_DOCUMENT TEXT_.
Just as in the symmetric key setting, you can also use asymmetric encryption and authentication schemes together. Similar principles apply. First of all, you should use different private-public key pairs for encryption and making digital signatures. In addition, you should first encrypt a message and then authenticate it.

Importantly, in many applications asymmetric cryptography is not used throughout the entire communication process. Instead, it will typically only be used to exchange symmetric keys between the parties by which they will actually communicate.

This is the case, for instance, when you purchase goods online. Knowing the vendor’s public key, she can send you digitally signed messages which you can verify for their authenticity. On this basis, you can follow one of multiple protocols for exchanging symmetric keys to securely communicate.

The main reason for the frequency of the aforementioned approach is that asymmetric cryptography is much less efficient than symmetric cryptography in producing a particular level of security. This is one reason why we still need symmetric key cryptography next to public cryptography. In addition, symmetric key cryptography is much more natural in particular applications such as a computer user encrypting their own data.

So how exactly do digital signatures and public key encryption address the key distribution and key management problems?

There is not one answer here. Asymmetric cryptography is a tool and there is not one way to employ that tool. But let’s take our earlier example from Jim’s Sporting Goods to show how the issues would typically be addressed in this example.

To start, Jim’s Sporting Goods would probably approach a certificate authority, an organization that supports in public key distribution. The certificate authority would register some details about Jim’s Sporting Goods and grant it a public key. It would, then, send Jim’s Sporting Goods a certificate, known as a TLS/SSL certificate, with Jim’s Sporting Goods’s public key digitally signed using the certificate authority’s own public key. In this way, the certificate authority affirms that a particular public key indeed belongs to Jim’s Sporting Goods.

_COLLECTED MATERIAL_.
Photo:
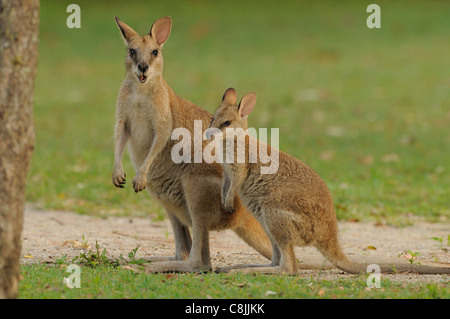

_WORK REQUIRED_. According to the cryptography passage, why is asymmetric cryptography usually used only to exchange symmetric keys rather than for the entire communication? Answer in one to three sentences. The material is unrelated to the cryptography passage.

_CORRECT OUTPUT_. Asymmetric cryptography is much less efficient than symmetric cryptography at producing a particular level of security. That is why the parties typically use it only to exchange symmetric keys, then communicate using those keys.